» **PROBLEM REQUIREMENTS**
Extract every line of the data below that contains the word "cabinet". Treat the match as case-sensitive.

» **EXTRACTED MATERIAL**

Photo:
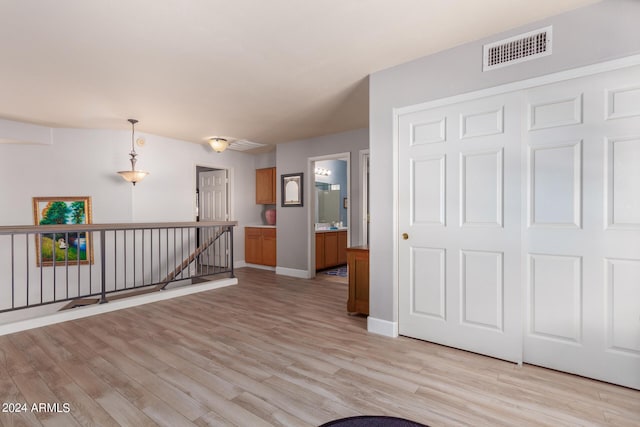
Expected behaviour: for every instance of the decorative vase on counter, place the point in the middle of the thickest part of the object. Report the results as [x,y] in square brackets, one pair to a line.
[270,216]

...

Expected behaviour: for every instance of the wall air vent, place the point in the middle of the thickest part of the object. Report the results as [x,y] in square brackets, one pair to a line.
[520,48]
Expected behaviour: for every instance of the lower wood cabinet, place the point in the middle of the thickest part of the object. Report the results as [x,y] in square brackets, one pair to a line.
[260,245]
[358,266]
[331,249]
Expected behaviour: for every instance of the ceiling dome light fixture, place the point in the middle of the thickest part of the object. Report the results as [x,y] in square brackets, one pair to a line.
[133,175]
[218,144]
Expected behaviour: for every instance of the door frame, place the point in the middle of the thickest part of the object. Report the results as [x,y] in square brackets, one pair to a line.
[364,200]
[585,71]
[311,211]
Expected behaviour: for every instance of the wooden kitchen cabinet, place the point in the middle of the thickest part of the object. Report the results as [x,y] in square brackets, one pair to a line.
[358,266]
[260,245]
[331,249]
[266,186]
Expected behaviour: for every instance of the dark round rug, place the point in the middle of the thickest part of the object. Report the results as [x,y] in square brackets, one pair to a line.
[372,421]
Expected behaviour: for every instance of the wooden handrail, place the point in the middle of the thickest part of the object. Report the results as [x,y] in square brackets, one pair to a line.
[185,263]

...

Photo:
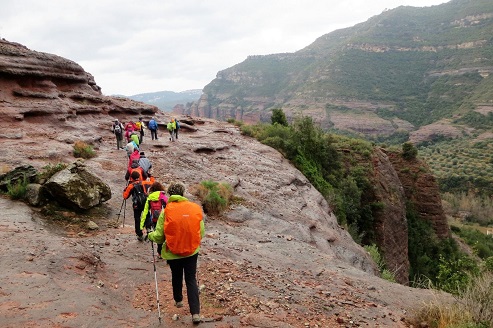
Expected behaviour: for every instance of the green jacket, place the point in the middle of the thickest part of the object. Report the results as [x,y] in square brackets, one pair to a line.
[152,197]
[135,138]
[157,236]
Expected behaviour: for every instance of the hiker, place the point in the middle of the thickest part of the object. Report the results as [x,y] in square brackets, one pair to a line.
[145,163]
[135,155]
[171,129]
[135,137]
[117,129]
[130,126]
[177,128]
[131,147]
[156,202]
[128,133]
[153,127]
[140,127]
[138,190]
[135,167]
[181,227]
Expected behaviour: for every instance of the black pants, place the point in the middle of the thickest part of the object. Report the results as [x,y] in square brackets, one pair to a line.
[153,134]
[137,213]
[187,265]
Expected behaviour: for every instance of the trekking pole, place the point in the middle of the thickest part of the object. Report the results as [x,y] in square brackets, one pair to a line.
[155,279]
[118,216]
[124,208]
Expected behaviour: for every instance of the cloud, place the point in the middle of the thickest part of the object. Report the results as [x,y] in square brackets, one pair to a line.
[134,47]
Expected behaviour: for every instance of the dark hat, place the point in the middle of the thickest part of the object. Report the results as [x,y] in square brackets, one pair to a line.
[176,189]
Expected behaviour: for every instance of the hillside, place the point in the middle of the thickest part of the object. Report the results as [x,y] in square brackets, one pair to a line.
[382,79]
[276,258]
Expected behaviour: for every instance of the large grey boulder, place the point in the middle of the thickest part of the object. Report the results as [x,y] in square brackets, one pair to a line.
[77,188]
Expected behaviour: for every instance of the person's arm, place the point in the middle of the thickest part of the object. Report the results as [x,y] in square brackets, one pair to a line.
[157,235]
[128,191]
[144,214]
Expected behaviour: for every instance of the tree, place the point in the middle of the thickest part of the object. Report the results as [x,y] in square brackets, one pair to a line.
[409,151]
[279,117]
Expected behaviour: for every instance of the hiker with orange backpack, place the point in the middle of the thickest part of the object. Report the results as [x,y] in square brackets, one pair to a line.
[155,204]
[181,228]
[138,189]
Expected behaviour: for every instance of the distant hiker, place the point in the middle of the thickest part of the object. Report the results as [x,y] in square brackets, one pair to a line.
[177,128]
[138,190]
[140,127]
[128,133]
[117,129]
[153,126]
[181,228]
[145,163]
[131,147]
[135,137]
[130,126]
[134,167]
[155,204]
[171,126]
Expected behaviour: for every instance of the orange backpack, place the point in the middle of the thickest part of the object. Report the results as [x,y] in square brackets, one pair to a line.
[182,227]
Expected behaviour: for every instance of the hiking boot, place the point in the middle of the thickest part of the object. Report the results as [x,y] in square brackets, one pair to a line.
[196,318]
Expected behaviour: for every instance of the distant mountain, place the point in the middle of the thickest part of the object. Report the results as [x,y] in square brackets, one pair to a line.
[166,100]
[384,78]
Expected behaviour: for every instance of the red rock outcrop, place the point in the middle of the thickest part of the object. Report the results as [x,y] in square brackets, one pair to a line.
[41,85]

» **ANSWER TO THIS PROBLEM**
Expected behaviour: for every instance of the lower wood cabinet, place the point in the middle of the thickest part of the object. Report the results as [x,y] in square brackets, one pair to a line.
Expected behaviour: for every instance of the wooden kitchen cabinet, place the point in the middle of the thickest part of the object. Report the results as [x,y] in square brackets, one pair to a line.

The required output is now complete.